**YOUR ASSIGNMENT**
Copy all entries without alteration and skip the pictures they hold.

───── PROVIDED DATA

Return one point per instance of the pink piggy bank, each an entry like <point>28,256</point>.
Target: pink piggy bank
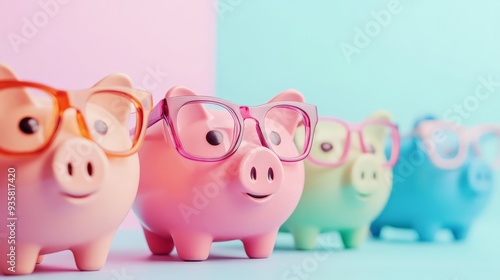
<point>217,171</point>
<point>69,168</point>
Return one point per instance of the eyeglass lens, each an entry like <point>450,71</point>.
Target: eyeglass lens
<point>112,120</point>
<point>28,118</point>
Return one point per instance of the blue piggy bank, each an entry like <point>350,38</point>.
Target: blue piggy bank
<point>443,179</point>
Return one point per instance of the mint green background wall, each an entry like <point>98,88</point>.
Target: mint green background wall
<point>429,57</point>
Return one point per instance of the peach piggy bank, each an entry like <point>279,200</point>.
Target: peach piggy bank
<point>348,180</point>
<point>69,168</point>
<point>214,171</point>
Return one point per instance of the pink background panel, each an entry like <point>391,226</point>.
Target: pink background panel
<point>72,44</point>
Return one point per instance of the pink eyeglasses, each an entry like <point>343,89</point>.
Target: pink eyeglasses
<point>209,129</point>
<point>447,144</point>
<point>333,140</point>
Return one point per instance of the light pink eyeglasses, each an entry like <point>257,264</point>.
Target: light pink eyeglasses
<point>335,150</point>
<point>217,136</point>
<point>452,149</point>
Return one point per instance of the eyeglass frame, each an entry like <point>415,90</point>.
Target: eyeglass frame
<point>63,100</point>
<point>467,137</point>
<point>358,128</point>
<point>169,109</point>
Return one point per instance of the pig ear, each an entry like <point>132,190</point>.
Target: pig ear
<point>189,114</point>
<point>289,95</point>
<point>380,132</point>
<point>13,96</point>
<point>114,104</point>
<point>287,118</point>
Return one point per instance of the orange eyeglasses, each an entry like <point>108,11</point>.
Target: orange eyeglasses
<point>114,117</point>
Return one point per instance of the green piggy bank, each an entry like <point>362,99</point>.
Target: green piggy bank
<point>348,180</point>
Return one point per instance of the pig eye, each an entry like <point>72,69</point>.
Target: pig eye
<point>370,149</point>
<point>214,137</point>
<point>101,127</point>
<point>275,138</point>
<point>326,147</point>
<point>28,125</point>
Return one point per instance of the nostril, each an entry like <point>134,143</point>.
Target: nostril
<point>70,169</point>
<point>270,174</point>
<point>90,169</point>
<point>253,174</point>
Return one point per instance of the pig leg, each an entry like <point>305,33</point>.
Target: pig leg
<point>25,260</point>
<point>353,238</point>
<point>157,244</point>
<point>192,246</point>
<point>92,256</point>
<point>426,231</point>
<point>260,246</point>
<point>376,229</point>
<point>39,260</point>
<point>460,232</point>
<point>305,237</point>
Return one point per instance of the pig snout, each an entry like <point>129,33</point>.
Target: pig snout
<point>260,173</point>
<point>366,175</point>
<point>79,167</point>
<point>478,177</point>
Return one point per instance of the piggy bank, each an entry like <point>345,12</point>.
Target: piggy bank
<point>443,179</point>
<point>215,171</point>
<point>69,166</point>
<point>347,180</point>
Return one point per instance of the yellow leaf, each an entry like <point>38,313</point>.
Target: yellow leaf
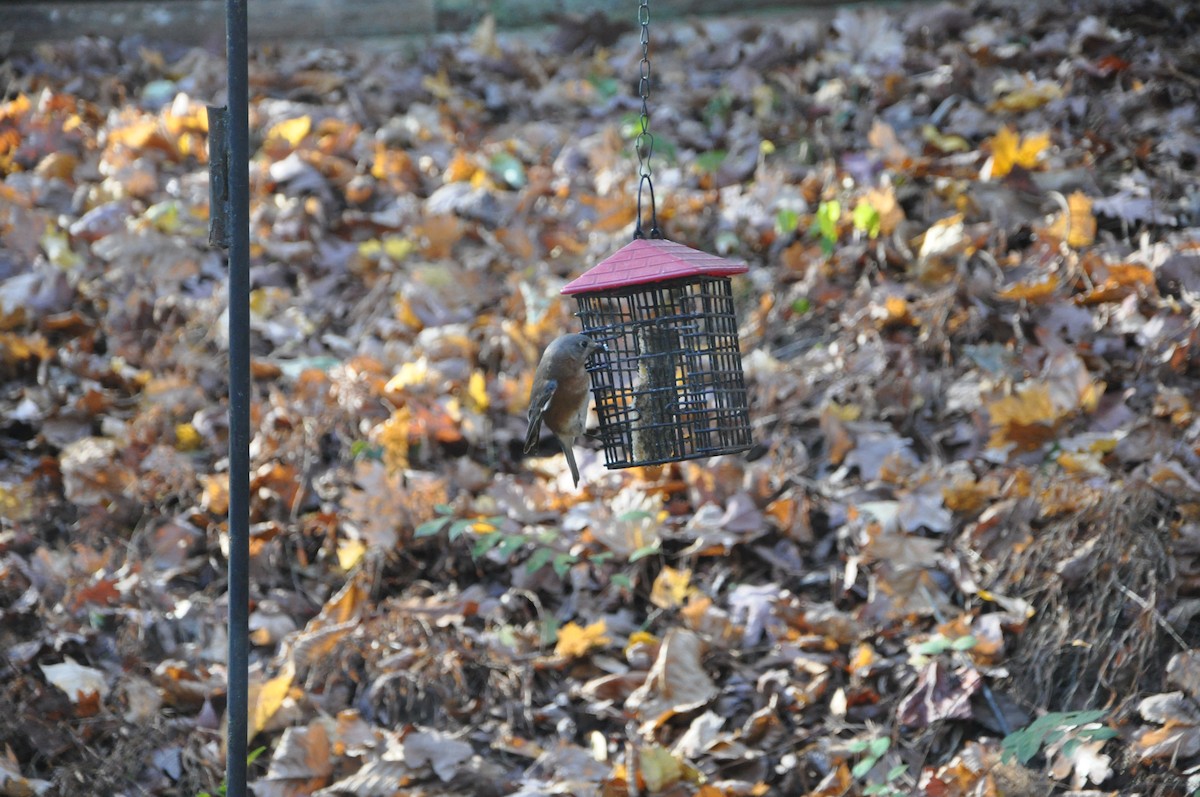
<point>351,552</point>
<point>951,143</point>
<point>186,437</point>
<point>1026,418</point>
<point>575,640</point>
<point>1081,462</point>
<point>659,768</point>
<point>1026,97</point>
<point>1037,289</point>
<point>58,249</point>
<point>397,247</point>
<point>267,699</point>
<point>292,130</point>
<point>640,637</point>
<point>844,412</point>
<point>671,588</point>
<point>1009,150</point>
<point>1078,225</point>
<point>864,657</point>
<point>460,169</point>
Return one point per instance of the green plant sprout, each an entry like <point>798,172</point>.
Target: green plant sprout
<point>1079,726</point>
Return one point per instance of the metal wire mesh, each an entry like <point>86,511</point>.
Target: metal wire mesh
<point>671,385</point>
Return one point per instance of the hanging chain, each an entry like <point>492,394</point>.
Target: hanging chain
<point>645,141</point>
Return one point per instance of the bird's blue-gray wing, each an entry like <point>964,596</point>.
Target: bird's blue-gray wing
<point>538,405</point>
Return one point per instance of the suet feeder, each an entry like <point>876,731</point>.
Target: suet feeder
<point>670,385</point>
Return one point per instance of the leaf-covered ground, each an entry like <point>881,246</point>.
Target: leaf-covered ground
<point>963,558</point>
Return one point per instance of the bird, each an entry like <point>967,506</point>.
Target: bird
<point>559,394</point>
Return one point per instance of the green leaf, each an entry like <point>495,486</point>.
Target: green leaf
<point>563,563</point>
<point>964,642</point>
<point>828,213</point>
<point>642,552</point>
<point>786,221</point>
<point>867,219</point>
<point>931,646</point>
<point>509,171</point>
<point>431,527</point>
<point>539,559</point>
<point>460,526</point>
<point>510,544</point>
<point>486,543</point>
<point>709,162</point>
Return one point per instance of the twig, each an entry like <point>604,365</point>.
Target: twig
<point>1165,624</point>
<point>961,657</point>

──────────

**EXPECTED OUTPUT**
Return one point per instance of the pink piggy bank, each an entry like <point>28,256</point>.
Target: pink piggy bank
<point>217,171</point>
<point>69,168</point>
Return one point per instance of the eyeglass lens, each an entry like <point>450,71</point>.
Target: eyeglass lens
<point>112,120</point>
<point>28,118</point>
Return one point per instance of the blue piggy bank, each an entry like <point>350,38</point>.
Target: blue piggy bank
<point>443,179</point>
Return one point per instance of the mint green background wall, each an entry like <point>98,88</point>.
Target: mint green background wall
<point>429,57</point>
Return one point per instance of the peach piggy bank, each an entry like <point>279,200</point>.
Target: peach piggy bank
<point>348,180</point>
<point>69,168</point>
<point>214,171</point>
Return one point per instance of the pink background panel, each an entry like <point>391,226</point>.
Target: pink background panel
<point>72,44</point>
Return one point per instance of the pink eyeglasses, each an entry like <point>343,89</point>.
Target: pink eyeglasses
<point>209,129</point>
<point>447,144</point>
<point>333,140</point>
Return one point per instance of the light pink eyeglasses, each an entry like <point>257,264</point>.
Target: light pink eyeglasses
<point>335,150</point>
<point>217,136</point>
<point>452,149</point>
Return one point per instance of the eyeglass frame, each an entry like <point>415,90</point>.
Target: eyeglass frame
<point>63,100</point>
<point>467,137</point>
<point>358,128</point>
<point>169,109</point>
Return one point per instance of the pig ear, each an entry like <point>132,190</point>.
Target: pig ear
<point>189,114</point>
<point>289,95</point>
<point>380,132</point>
<point>13,96</point>
<point>114,104</point>
<point>287,118</point>
Return one point per instance of the orange eyeglasses, each an entry like <point>108,11</point>.
Target: orange eyeglasses
<point>114,117</point>
Return one point per instance of the green piggy bank, each an entry like <point>362,99</point>.
Target: green piggy bank
<point>348,180</point>
Return one point per instance of the pig eye, each an entry like <point>72,69</point>.
Target: pig eye
<point>370,149</point>
<point>214,137</point>
<point>101,127</point>
<point>275,138</point>
<point>326,147</point>
<point>28,125</point>
Return one point per instance of the nostril, each an entry like <point>134,143</point>.
Target: nostril
<point>70,169</point>
<point>270,174</point>
<point>90,169</point>
<point>253,174</point>
Return one point per instance of the pig leg, each an entry like <point>305,33</point>.
Target: pig leg
<point>25,260</point>
<point>353,238</point>
<point>157,244</point>
<point>192,246</point>
<point>92,256</point>
<point>426,231</point>
<point>260,246</point>
<point>376,229</point>
<point>39,260</point>
<point>460,232</point>
<point>305,237</point>
Return one point per instance of the pig snout, each an entry like <point>129,33</point>.
Target: pig snout
<point>260,173</point>
<point>366,175</point>
<point>79,167</point>
<point>478,177</point>
Return one point per instance of the piggy bank, each an entry like <point>345,12</point>.
Target: piggy bank
<point>443,179</point>
<point>215,171</point>
<point>69,166</point>
<point>347,180</point>
Return one point per instance of the yellow leaf, each an entry like <point>38,313</point>.
Target: yellow leaf
<point>351,552</point>
<point>951,143</point>
<point>186,437</point>
<point>1026,418</point>
<point>575,640</point>
<point>1081,462</point>
<point>659,768</point>
<point>1026,97</point>
<point>1037,289</point>
<point>58,249</point>
<point>397,247</point>
<point>267,699</point>
<point>292,130</point>
<point>640,637</point>
<point>844,412</point>
<point>671,588</point>
<point>1009,150</point>
<point>1078,225</point>
<point>864,657</point>
<point>460,169</point>
Return one point per instance of the green plant sprout, each an entry like <point>798,172</point>.
Target: green plant sprout
<point>1079,726</point>
Return one point per instance of the metal wire mesh, each an entry like <point>86,511</point>.
Target: metal wire mesh
<point>671,385</point>
Return one point per instance of the hanging chain, each an entry like <point>492,394</point>.
Target: hanging chain
<point>645,141</point>
Return one point per instance of the bird's blue-gray wing, each an entry like <point>964,596</point>.
Target: bird's blue-gray wing
<point>538,405</point>
Return one point per instance of the suet feeder, each an entry like <point>876,731</point>.
Target: suet feeder
<point>670,385</point>
Return one point per instance of the leaf-covered ground, each an entry like <point>881,246</point>.
Target: leaf-covered ground
<point>963,558</point>
Return one point per instance of the bird, each an entry like <point>967,506</point>.
Target: bird
<point>559,394</point>
Return one point per instance of the green leaf, each an entry like <point>495,486</point>.
Target: green leaf
<point>563,563</point>
<point>964,642</point>
<point>828,213</point>
<point>642,552</point>
<point>786,221</point>
<point>867,219</point>
<point>931,646</point>
<point>509,171</point>
<point>431,527</point>
<point>539,559</point>
<point>460,526</point>
<point>510,544</point>
<point>486,543</point>
<point>709,162</point>
Return one point per instance of the twig, each an entry like <point>604,365</point>.
Target: twig
<point>1165,624</point>
<point>961,657</point>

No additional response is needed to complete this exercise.